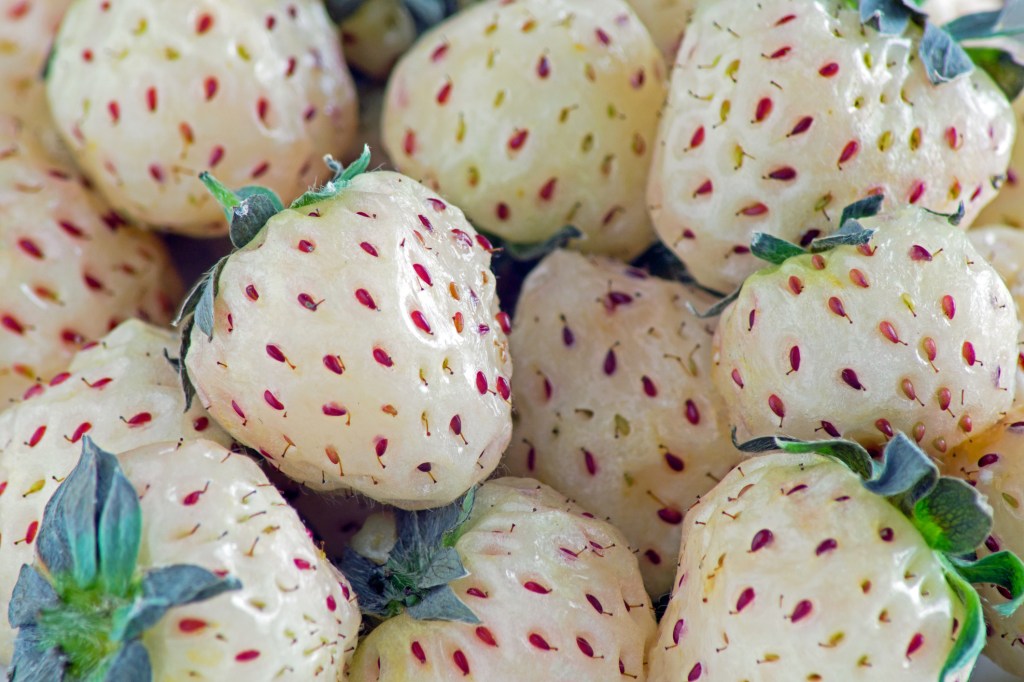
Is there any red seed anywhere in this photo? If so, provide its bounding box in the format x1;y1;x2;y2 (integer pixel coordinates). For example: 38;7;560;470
509;128;529;152
263;390;285;411
476;626;498;646
790;116;814;135
768;166;797;181
452;649;469;677
603;348;617;376
413;263;434;287
685;395;700;426
906;632;925;658
355;289;377;310
736;588;755;611
537;55;551;78
790;599;813;623
751;528;775;552
840;368;864;391
839;139;860;166
657;507;683;525
909;244;932;261
690;126;705;150
178;619;207;633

TASK DESCRIPTION :: Copy out the text of the entry above word for word, leaving out the picture.

EXPECTED OUTPUT ::
Is there any red seed anywhere in this photo? If so, provide its bounding box in the format x1;y1;x2;y2 (integer pixel coordinates). For example: 38;7;560;470
509;128;529;152
263;390;285;411
476;626;498;646
790;116;814;135
768;166;797;181
452;649;469;677
603;348;617;376
413;263;434;287
685;395;700;426
906;632;925;658
355;289;377;310
736;588;755;611
537;55;551;78
790;599;813;623
751;528;775;552
840;368;864;391
839;139;860;166
657;507;683;525
909;244;932;261
690;126;705;150
178;619;207;633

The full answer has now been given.